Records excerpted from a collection
▬▬▬
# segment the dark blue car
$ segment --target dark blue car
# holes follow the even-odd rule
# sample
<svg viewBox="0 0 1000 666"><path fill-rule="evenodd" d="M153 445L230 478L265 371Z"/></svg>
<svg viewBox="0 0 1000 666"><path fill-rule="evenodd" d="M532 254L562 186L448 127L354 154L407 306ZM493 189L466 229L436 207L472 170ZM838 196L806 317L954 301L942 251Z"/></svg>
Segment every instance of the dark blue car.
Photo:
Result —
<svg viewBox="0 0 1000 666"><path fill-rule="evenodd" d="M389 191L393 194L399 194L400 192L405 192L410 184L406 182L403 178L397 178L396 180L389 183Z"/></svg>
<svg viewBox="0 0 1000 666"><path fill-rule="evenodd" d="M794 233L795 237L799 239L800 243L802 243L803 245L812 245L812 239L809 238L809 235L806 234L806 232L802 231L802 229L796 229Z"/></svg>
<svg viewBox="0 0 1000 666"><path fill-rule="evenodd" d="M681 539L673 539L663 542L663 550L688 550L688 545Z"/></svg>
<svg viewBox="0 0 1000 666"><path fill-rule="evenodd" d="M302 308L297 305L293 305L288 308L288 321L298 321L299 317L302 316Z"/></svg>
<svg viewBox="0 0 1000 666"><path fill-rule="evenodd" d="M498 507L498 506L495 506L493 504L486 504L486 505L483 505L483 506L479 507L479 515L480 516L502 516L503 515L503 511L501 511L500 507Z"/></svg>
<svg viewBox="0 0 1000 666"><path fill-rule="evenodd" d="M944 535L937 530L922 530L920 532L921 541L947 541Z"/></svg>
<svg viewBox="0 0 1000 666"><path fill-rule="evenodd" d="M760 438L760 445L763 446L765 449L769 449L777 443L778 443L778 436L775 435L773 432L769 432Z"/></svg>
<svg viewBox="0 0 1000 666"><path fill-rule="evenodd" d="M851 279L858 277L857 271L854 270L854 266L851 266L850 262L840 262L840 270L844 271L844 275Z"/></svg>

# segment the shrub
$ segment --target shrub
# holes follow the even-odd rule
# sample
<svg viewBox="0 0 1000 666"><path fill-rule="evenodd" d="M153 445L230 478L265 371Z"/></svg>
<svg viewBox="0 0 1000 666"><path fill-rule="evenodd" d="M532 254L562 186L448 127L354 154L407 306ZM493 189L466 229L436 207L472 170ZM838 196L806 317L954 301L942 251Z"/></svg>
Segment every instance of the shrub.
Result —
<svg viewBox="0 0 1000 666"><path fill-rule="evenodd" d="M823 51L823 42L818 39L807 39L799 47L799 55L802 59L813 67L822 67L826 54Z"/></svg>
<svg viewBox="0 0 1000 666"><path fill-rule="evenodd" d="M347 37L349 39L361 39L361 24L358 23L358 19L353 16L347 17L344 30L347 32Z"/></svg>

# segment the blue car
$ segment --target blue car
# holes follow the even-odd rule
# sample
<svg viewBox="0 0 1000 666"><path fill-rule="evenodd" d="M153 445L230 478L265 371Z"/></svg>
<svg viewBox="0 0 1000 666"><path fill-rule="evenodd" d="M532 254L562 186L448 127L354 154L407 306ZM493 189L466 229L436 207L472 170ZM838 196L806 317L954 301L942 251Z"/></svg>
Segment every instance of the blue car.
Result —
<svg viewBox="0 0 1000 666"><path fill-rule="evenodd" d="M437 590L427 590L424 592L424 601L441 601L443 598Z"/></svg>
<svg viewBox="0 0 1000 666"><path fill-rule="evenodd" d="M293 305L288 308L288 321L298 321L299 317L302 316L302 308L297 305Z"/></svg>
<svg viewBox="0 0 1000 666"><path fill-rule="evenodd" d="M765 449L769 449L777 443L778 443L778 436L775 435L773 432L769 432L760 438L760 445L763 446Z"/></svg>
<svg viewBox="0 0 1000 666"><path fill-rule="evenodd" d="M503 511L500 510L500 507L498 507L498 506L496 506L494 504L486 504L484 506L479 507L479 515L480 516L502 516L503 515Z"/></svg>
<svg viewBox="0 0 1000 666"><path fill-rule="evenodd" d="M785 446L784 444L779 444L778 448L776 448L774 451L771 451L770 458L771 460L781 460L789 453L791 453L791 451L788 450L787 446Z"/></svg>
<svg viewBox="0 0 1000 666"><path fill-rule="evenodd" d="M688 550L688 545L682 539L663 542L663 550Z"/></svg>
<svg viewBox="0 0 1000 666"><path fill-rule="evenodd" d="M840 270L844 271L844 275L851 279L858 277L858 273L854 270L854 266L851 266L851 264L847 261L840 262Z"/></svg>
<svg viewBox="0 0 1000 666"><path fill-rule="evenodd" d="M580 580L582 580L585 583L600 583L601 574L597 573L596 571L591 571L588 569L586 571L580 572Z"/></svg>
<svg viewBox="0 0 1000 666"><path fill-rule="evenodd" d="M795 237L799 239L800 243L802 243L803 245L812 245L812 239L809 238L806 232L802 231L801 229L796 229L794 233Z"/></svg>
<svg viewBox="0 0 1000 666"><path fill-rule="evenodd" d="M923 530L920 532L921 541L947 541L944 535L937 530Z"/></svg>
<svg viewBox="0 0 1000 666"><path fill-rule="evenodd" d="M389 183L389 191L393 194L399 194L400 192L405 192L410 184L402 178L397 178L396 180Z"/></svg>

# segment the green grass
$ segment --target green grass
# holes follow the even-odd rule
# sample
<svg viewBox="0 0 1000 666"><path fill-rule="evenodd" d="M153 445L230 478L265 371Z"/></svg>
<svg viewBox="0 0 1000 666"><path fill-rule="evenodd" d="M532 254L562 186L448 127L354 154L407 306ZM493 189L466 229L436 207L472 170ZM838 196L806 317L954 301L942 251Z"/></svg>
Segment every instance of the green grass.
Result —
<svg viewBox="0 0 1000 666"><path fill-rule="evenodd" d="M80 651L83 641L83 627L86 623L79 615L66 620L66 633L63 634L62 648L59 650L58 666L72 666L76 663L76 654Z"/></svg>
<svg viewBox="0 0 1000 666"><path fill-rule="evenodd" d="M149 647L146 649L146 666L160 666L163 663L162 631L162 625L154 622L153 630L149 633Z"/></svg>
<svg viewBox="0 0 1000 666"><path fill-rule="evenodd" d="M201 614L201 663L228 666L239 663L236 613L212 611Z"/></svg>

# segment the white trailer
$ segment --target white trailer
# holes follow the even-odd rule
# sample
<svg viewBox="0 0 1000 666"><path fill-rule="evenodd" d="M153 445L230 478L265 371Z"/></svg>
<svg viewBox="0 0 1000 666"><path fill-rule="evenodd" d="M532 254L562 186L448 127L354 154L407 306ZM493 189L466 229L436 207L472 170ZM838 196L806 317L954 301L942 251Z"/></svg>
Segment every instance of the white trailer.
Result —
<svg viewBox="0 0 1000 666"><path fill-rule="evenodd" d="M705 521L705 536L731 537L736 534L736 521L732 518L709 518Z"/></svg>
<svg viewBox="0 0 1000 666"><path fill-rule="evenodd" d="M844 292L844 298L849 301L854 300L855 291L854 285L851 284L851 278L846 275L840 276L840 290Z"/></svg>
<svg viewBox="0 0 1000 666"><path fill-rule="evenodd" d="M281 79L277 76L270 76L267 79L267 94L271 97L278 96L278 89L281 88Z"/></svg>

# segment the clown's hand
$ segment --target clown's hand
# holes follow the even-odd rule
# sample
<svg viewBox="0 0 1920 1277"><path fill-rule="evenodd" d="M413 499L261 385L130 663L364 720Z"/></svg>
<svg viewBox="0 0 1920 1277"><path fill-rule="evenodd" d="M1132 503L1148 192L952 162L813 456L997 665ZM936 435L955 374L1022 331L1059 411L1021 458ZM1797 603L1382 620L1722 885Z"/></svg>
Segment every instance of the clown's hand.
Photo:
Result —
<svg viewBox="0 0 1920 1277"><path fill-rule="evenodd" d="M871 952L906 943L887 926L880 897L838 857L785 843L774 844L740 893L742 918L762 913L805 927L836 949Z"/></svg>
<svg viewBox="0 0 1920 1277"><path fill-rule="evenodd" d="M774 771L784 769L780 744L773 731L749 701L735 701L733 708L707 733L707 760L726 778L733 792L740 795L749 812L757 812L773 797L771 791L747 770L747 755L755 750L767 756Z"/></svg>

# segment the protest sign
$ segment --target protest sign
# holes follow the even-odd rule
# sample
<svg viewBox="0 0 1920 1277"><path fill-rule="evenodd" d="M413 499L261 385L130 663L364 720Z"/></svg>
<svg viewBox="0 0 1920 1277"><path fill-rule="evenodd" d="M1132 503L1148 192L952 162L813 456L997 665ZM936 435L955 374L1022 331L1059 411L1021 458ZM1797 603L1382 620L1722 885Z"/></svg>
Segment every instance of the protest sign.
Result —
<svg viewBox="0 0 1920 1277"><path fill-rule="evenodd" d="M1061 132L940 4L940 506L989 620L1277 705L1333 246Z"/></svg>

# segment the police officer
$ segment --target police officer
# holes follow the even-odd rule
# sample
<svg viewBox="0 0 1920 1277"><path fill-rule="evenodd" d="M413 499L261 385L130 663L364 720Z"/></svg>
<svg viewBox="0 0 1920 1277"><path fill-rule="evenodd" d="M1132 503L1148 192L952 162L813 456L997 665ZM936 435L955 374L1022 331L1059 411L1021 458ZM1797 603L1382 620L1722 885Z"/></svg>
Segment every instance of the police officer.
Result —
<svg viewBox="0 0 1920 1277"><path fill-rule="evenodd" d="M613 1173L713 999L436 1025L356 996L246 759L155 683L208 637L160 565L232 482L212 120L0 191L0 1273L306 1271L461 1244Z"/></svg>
▬▬▬
▶ Work task
What is needed is a word-for-word restatement of every line from the one with "Segment every instance of the protest sign." to the end of the entries above.

▶ Task response
Segment every instance of the protest sign.
Result —
<svg viewBox="0 0 1920 1277"><path fill-rule="evenodd" d="M1061 132L940 4L940 506L989 620L1277 705L1333 246Z"/></svg>

# segment the police officer
$ segment --target police officer
# holes follow the even-odd rule
# sample
<svg viewBox="0 0 1920 1277"><path fill-rule="evenodd" d="M413 499L261 385L130 663L364 720Z"/></svg>
<svg viewBox="0 0 1920 1277"><path fill-rule="evenodd" d="M1132 503L1148 192L952 162L813 456L997 665ZM936 435L955 374L1022 331L1059 411L1021 458ZM1797 603L1382 620L1722 885Z"/></svg>
Segment every instance of the police officer.
Result —
<svg viewBox="0 0 1920 1277"><path fill-rule="evenodd" d="M613 1173L713 999L436 1025L356 996L246 759L155 683L208 637L160 565L232 482L212 120L0 191L0 1273L306 1271L461 1244Z"/></svg>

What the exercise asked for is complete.